PROBLEM DETAILS. Reproduce the listing from its first line through the line containing "142,46,172,255", inclusive, substituting "prompt" for "query" and leaving everything else unchanged.

EXERCISE MATERIAL.
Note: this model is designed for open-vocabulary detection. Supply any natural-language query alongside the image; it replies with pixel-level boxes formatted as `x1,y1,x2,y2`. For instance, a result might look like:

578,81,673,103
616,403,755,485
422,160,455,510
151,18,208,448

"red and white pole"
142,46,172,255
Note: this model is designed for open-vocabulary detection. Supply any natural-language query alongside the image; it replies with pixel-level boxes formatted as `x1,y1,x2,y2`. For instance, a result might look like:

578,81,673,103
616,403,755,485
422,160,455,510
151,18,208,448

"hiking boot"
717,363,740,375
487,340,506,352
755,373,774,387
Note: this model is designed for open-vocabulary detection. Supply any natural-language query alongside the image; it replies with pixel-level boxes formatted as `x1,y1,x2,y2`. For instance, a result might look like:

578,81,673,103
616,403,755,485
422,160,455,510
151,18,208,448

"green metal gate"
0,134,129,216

EXERCISE ANSWER.
Note: this model is designed for open-vocabulary detection. Supply any natural-language prompt alongside the image; it replies with pixel-level boxes formatted as `x1,y1,x2,y2`. For instance, a result might look like:

578,81,673,103
616,403,755,485
422,160,455,510
151,18,208,448

"red and white pole"
142,46,172,255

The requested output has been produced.